Your task is to copy each line of the material below that includes "cloud".
***** Exercise data
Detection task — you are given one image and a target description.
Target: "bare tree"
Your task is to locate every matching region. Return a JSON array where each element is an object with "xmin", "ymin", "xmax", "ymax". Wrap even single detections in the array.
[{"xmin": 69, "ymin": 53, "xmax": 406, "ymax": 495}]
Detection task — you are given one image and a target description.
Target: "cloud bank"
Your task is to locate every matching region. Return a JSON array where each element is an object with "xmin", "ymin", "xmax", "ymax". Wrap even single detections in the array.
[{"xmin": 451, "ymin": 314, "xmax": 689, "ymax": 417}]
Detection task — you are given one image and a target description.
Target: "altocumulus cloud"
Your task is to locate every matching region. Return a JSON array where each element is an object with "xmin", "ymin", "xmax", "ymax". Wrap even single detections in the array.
**********
◆ The completed task ◆
Target: "cloud bank"
Target: "altocumulus cloud"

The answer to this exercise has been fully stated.